* _Aim of the exercise_
Count how many lines in the items below contain the word "each". Reply with only that number.

━━━━━ Data to process

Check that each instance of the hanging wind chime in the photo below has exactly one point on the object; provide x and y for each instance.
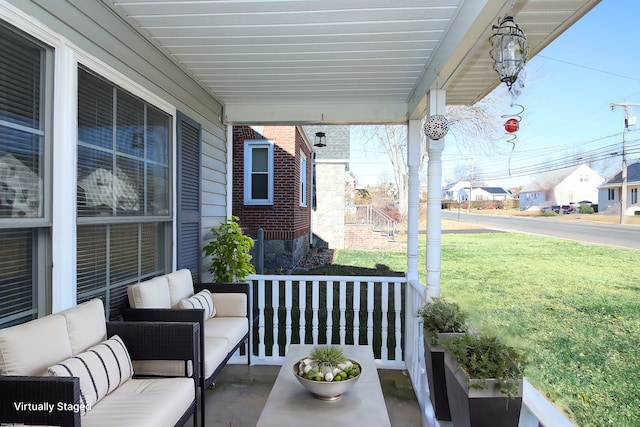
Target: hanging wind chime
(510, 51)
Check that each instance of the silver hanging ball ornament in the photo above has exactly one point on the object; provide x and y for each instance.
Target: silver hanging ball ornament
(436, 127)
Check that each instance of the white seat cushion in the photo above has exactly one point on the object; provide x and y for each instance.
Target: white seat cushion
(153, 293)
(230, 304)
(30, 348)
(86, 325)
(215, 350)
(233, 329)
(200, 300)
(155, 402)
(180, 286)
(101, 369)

━━━━━━━━━━
━━━━━ Data to process

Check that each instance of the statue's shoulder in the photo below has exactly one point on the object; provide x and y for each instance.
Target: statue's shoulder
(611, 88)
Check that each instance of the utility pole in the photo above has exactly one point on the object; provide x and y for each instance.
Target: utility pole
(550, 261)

━━━━━━━━━━

* _Result below_
5